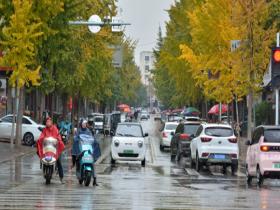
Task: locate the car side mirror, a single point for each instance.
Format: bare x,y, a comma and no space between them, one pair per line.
248,143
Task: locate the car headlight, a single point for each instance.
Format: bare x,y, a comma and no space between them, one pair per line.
116,143
140,144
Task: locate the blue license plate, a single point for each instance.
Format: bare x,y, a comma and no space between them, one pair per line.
219,156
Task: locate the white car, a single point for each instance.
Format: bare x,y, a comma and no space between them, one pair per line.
215,144
98,122
128,144
166,136
31,131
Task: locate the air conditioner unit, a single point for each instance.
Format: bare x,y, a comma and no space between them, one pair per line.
3,84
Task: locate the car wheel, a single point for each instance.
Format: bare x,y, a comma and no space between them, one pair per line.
259,177
143,163
28,139
248,177
197,163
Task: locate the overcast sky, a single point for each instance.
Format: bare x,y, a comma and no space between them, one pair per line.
145,16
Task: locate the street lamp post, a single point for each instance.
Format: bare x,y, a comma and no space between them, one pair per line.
95,23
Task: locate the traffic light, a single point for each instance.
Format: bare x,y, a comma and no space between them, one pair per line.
275,67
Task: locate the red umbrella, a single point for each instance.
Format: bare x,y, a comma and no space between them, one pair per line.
215,109
123,106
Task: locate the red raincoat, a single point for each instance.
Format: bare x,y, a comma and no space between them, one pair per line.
50,132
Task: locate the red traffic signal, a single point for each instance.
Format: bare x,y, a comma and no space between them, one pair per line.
276,55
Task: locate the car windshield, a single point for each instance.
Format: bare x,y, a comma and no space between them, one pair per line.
272,135
219,131
192,119
170,127
191,128
98,119
129,130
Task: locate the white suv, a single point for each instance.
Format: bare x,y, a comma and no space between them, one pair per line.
215,144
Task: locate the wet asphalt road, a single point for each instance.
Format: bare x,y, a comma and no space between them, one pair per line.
160,185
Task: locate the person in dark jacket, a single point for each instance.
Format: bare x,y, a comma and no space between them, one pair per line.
83,130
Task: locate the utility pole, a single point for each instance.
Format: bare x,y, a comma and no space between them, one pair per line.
277,89
95,23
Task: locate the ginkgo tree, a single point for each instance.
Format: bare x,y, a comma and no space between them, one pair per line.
223,74
19,38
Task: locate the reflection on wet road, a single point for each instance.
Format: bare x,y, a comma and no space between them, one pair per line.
160,185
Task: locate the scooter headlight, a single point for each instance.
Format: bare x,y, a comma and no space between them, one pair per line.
117,143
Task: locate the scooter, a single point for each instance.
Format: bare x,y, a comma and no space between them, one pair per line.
64,135
48,161
85,160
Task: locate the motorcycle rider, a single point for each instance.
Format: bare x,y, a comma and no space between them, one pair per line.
75,147
51,131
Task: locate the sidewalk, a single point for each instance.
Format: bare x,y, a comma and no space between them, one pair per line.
7,153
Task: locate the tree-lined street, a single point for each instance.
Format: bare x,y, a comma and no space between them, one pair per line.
193,124
160,185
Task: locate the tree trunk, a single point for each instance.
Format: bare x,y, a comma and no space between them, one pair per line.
19,116
250,111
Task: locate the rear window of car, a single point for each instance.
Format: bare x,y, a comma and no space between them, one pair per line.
219,131
98,119
272,136
191,128
170,126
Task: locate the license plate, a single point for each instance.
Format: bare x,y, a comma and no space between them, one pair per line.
128,151
219,156
276,165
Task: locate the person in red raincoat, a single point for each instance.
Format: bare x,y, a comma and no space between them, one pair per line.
51,131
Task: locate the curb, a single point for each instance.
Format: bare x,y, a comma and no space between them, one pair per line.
103,157
17,156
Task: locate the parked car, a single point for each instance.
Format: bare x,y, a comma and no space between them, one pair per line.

= = =

Exercise goal >> Among the entries, how many lines include the word "plate"? Answer with only the number.

Result of this task >> 2